__Work to be completed__. Lay out the items starting at the line that contains "of the electrical" and ending at the line that contains "[[355, 110]]", both included, as a Markdown table with a No. column numbering the rows and an Entry column holding each line, skipping any blank lines.
-- begin Information shown --
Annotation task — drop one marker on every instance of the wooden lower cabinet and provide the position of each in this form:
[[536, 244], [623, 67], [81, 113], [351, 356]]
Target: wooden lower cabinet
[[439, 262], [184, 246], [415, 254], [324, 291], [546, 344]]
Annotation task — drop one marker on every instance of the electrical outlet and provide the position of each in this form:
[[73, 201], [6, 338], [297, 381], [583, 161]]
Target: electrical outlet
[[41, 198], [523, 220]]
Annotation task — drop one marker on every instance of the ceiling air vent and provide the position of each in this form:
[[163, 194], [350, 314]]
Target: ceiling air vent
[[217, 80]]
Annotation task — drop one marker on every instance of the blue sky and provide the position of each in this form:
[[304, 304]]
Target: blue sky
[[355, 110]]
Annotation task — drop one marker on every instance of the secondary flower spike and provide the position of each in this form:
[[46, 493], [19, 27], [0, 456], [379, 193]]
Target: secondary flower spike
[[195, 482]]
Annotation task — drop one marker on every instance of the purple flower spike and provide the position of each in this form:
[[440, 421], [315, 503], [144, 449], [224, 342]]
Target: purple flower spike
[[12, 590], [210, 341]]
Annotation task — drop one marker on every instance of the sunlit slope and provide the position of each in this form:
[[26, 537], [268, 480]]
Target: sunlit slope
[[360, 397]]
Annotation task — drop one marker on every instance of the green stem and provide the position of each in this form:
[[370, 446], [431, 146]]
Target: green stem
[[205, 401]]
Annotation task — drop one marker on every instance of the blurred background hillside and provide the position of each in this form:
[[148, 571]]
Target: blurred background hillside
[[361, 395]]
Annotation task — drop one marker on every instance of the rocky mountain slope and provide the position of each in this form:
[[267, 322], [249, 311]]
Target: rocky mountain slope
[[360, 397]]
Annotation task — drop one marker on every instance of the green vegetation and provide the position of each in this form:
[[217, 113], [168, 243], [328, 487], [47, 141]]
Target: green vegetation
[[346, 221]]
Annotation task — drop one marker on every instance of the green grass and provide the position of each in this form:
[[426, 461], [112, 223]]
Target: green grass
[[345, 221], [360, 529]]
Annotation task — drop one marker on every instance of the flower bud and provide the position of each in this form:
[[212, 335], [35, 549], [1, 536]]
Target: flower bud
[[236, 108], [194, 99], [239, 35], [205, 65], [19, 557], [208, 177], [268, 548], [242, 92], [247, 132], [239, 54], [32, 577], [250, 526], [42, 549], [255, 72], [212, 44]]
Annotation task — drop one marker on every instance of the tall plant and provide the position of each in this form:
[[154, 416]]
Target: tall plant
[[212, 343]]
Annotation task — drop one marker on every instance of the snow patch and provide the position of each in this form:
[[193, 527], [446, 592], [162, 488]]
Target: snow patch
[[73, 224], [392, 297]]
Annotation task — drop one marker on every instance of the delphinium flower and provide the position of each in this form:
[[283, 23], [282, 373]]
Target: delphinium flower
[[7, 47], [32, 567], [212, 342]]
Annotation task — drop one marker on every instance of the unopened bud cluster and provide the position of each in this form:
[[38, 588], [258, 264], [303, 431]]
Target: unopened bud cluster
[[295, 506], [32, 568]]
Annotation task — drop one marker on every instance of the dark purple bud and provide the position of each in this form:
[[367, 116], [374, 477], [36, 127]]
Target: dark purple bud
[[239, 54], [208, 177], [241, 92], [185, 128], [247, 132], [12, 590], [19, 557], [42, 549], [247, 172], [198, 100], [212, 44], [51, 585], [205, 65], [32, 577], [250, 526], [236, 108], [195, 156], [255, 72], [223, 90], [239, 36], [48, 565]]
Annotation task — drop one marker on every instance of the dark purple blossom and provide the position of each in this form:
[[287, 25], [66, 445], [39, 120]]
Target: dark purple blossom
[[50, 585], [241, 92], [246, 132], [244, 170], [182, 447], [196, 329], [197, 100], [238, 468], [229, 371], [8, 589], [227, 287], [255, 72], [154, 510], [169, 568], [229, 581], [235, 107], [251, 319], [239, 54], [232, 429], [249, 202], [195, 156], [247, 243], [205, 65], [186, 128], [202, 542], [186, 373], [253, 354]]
-- end Information shown --
__Solution__.
| No. | Entry |
|---|---|
| 1 | Annotation task — drop one marker on every instance of the electrical outlet and provide the position of each in this form: |
| 2 | [[73, 201], [6, 338], [297, 381], [583, 161]] |
| 3 | Target: electrical outlet |
| 4 | [[41, 198], [523, 220]] |
| 5 | Annotation task — drop one marker on every instance of the ceiling air vent and provide the position of each in this form: |
| 6 | [[163, 194], [350, 314]] |
| 7 | Target: ceiling air vent |
| 8 | [[217, 80]] |
| 9 | Annotation task — drop one marker on every instance of the blue sky and provide the position of each in this form: |
| 10 | [[304, 304]] |
| 11 | Target: blue sky |
| 12 | [[355, 110]] |